● REQUIREMENTS
Write out, character for character, the line containing "y=753, one point per instance." and all lines after it up to the end of the listing.

● RECORD EXCERPTS
-- Start --

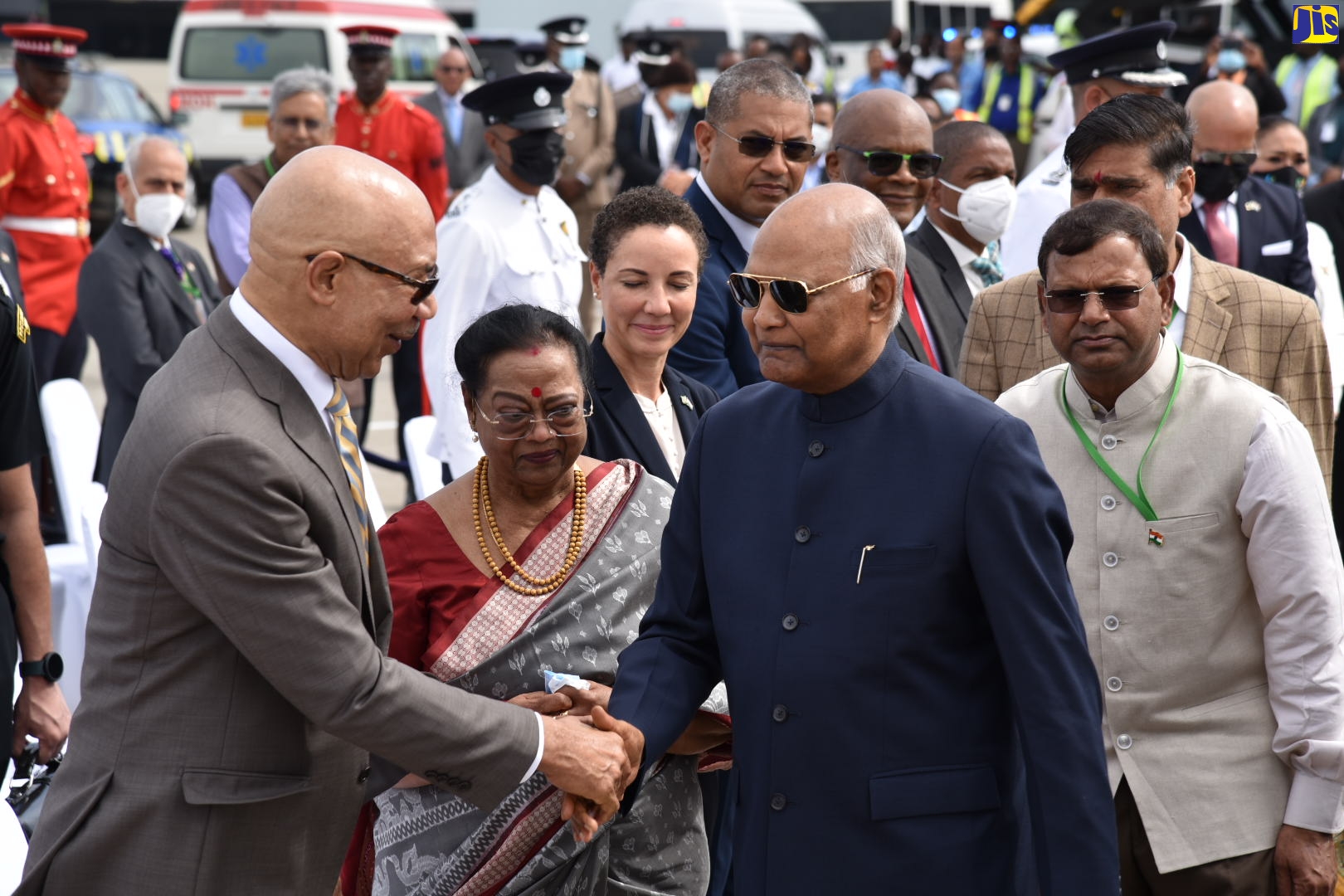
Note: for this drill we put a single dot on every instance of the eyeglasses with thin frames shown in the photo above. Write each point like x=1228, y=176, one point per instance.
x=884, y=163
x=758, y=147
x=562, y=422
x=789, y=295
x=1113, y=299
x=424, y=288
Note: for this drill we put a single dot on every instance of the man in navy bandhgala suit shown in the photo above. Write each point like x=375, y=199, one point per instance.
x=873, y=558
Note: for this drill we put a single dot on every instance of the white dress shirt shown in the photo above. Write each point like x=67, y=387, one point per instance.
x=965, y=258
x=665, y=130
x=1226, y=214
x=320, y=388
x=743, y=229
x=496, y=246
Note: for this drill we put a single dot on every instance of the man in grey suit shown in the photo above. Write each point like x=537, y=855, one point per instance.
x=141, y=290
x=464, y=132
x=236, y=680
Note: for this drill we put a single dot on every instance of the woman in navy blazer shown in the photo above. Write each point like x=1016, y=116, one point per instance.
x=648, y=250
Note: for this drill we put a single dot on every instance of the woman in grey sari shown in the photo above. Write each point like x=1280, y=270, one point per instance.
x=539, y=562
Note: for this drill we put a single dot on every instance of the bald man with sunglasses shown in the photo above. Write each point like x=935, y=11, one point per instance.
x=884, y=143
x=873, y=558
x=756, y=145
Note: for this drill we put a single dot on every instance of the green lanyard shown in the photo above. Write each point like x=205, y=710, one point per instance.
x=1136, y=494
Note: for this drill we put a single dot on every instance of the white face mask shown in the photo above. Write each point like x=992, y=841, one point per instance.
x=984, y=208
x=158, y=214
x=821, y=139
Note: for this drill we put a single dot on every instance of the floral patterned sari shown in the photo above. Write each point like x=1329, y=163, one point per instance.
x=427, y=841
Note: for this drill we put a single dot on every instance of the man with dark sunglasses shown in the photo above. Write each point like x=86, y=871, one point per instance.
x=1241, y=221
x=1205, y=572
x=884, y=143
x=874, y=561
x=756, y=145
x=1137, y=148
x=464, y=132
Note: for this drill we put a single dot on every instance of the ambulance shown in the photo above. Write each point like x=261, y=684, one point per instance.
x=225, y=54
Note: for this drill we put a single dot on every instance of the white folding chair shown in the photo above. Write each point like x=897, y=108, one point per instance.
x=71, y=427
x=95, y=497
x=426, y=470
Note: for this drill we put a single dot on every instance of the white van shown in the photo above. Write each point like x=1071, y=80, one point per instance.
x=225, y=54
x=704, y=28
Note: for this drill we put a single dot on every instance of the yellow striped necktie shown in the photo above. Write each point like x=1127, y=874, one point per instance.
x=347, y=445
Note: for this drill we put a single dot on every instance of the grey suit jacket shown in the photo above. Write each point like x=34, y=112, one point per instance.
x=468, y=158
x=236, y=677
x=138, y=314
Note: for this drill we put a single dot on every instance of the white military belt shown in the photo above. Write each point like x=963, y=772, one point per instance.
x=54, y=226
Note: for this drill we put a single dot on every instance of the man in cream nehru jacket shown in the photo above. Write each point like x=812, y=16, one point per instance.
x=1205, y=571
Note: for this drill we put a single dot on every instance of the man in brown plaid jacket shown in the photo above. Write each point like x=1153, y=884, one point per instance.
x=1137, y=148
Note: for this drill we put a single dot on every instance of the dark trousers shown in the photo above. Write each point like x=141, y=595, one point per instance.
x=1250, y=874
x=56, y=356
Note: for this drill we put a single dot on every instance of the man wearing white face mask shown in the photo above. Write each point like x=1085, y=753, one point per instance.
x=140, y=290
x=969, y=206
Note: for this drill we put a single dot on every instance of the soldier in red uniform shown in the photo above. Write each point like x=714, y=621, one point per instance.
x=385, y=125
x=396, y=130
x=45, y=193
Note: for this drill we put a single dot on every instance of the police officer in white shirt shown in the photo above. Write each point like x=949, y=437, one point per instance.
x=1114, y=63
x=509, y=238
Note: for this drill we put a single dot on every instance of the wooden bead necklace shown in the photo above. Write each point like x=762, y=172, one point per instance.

-- End --

● RESPONSE TO THIS EXERCISE
Note: for this drill we put a single dot on every instance of the man wearing white face mask shown in the photo above. Write each point like x=1085, y=753, one point per instance.
x=140, y=290
x=969, y=206
Note: for this drill we put a single dot on every instance of the soldier in red uniform shown in the photo above. Write each point like x=714, y=621, one point per instance.
x=385, y=125
x=396, y=130
x=45, y=193
Note: for this drill we put a single dot on every instance of the police officer in white shirt shown in the photo above. Write each point like x=949, y=437, one point per instance.
x=1114, y=63
x=509, y=238
Note: for this drill we put a single dot on every instance of the wooden bead necklace shown in the photo above. Write each point like x=762, y=172, one point per instance.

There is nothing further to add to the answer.